Exercise details >> Return all records exactly. Nothing may be added.

[Region pointing data]
******************************
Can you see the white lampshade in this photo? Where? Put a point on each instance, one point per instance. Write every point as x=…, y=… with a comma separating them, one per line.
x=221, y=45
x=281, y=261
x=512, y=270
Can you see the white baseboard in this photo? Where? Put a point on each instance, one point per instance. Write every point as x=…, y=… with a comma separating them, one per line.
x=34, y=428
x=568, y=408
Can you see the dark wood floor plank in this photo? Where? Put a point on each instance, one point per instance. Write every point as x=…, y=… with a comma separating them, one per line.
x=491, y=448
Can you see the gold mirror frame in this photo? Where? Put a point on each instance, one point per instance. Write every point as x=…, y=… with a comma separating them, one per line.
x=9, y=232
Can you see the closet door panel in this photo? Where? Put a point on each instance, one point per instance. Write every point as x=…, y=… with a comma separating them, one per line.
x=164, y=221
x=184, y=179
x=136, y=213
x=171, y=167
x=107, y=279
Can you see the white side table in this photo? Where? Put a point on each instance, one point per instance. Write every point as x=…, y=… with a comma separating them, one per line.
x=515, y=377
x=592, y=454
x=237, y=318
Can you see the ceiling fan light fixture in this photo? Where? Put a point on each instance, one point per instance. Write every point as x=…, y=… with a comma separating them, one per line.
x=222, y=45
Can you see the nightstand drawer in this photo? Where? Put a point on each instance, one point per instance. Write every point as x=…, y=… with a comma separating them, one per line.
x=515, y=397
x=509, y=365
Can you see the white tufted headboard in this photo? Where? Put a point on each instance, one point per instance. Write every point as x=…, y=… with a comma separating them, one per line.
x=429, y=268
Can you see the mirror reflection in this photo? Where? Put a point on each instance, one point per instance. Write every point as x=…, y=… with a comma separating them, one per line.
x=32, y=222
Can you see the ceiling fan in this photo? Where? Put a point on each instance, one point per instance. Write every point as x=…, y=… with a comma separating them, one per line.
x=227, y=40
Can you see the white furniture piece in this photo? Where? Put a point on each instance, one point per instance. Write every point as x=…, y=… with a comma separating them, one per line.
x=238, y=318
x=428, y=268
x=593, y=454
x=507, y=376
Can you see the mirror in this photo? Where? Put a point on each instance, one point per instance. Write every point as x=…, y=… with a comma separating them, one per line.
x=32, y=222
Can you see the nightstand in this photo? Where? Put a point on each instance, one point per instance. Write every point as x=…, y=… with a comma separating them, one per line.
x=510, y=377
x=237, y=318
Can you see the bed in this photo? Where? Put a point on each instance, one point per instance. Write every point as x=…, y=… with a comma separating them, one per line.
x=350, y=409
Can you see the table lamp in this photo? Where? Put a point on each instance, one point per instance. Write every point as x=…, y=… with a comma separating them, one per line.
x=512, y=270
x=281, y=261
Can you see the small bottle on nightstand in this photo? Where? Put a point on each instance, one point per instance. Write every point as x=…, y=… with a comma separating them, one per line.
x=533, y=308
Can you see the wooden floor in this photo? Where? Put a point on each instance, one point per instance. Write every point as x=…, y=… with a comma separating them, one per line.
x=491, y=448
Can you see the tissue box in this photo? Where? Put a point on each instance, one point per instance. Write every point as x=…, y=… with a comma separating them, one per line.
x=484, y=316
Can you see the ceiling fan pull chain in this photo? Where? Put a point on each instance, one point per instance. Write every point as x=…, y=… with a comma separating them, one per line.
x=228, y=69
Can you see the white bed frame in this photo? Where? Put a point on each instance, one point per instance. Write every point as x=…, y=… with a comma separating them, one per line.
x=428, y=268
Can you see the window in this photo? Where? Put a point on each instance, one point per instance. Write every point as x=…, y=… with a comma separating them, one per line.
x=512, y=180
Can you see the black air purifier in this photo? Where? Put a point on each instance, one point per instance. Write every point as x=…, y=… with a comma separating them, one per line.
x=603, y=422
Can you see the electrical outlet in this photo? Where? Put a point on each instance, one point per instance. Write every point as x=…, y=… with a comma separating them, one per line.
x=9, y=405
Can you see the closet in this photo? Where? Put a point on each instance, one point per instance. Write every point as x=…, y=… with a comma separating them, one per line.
******************************
Solution to the problem >>
Can you see the white lampshade in this photo? Where? Put a point on each instance, one point per instance. Write every point as x=…, y=… with a comma separating them, one per line.
x=221, y=45
x=281, y=261
x=512, y=270
Can you see the white baseboard in this photo? Where? Put a point on each instance, one point per instance. Write every point as x=…, y=… with a comma separating them, one per line.
x=34, y=428
x=568, y=408
Can you see the dark wood floor plank in this photo? Where? Put a point on each instance, one point per instance. Write every point as x=…, y=… with a comma separating them, one per line.
x=491, y=448
Can you see the gold mirror frame in this photo? Where? Put a point on each instance, one point per instance. Write every point as x=…, y=… with a comma separating them, one per line.
x=9, y=232
Can you see the closet door panel in this photo? Where? Put a point on each instance, one point per instance. Write every point as x=…, y=… with a comma separating them, one per line.
x=164, y=221
x=184, y=179
x=136, y=213
x=171, y=167
x=107, y=279
Can you see the white side table in this photo? Where? Put a point on each instance, one point per instance. Write every point as x=…, y=… with a comma separating them, one per line.
x=515, y=377
x=592, y=454
x=237, y=318
Can you see the ceiling fan light fixture in this photo? Where? Put a point on each instance, one point per instance. Write every point as x=…, y=… with a comma separating them, one per line.
x=222, y=45
Can you see the nightstand drawer in this photo? Where? Put a point on each instance, one point per instance. Write every point as x=…, y=… with a comma separating them, one per line.
x=515, y=397
x=509, y=365
Can you see the white tufted headboard in this photo? Where? Put a point on each instance, one point per instance. Write every point as x=…, y=… with a comma separating them, one per line.
x=429, y=268
Can you see the mirror reflection in this photo? Where? Put a point on each instance, one point per instance. Write every point as x=…, y=… with a comma separating them, one per line.
x=32, y=222
Can you see the ceiling fan in this photo? Where? Put a point on each instance, one point per instance. Write every point as x=…, y=… with a comma separating them, one per line.
x=227, y=40
Can you see the white furniture piece in this photo? Where? Put a point on each instance, one point per instance. Write every point as x=…, y=… with a comma separating them, one per line.
x=238, y=318
x=428, y=268
x=593, y=454
x=507, y=376
Can you see the mirror in this photo? Where? Put a point on each instance, one point per instance. Write every point as x=…, y=… with a comma separating them, one per line.
x=32, y=222
Can you see the nightstand in this photo? Where? Put a point on each instance, one point per instance. Write every point as x=…, y=… with a comma separating them, one per line.
x=510, y=377
x=237, y=318
Can you see the bed in this photo? Where? Put a point on each instance, one point per instance. Write every point as x=…, y=… with a comma separating them, one per line.
x=350, y=409
Can you see the table lamp in this photo? Where? Put a point on each instance, one point per instance. Write every point as x=…, y=… with a comma separating them, one per line.
x=512, y=270
x=281, y=261
Can you see the small bottle on nightstand in this photo? Where? Put a point on each instance, one point per instance. Write every point as x=…, y=… with a comma separating them, one per line.
x=533, y=308
Can you see the wooden floor in this photo? Where? Put a point on each instance, one point per instance. Write every point as x=…, y=… with a comma separating them, one per line.
x=491, y=448
Can you see the tissue box in this photo? Where? Put a point on each instance, one point per instance. Write every point as x=…, y=… with a comma separating them, one per line.
x=484, y=316
Can you see the ceiling fan pull chain in this photo? Where? Put a point on each instance, one point per instance. Write every point as x=…, y=… with a comma separating them, one per line.
x=228, y=69
Can you see the white bed frame in this photo? Where? Put a point on each instance, one point per instance. Write every point as x=…, y=… with a comma separating them, one per line.
x=428, y=268
Can you see the window in this photo? Where? Put a point on each instance, one point per instance. Write every point as x=…, y=… with a comma separating them, one per line.
x=512, y=180
Can you see the black air purifier in this photo? Where? Put a point on each instance, one point per instance. Write every point as x=…, y=… with a comma separating them, one per line.
x=603, y=422
Can you see the electrical outlet in this photo? Where? Put a point on each instance, one point per instance. Write every point as x=…, y=… with a comma separating them, one per line.
x=9, y=405
Can you see the closet in this photo? Where? Put a point on each instance, one point per instance. Write every point as x=…, y=… with a comma separating them, one per line.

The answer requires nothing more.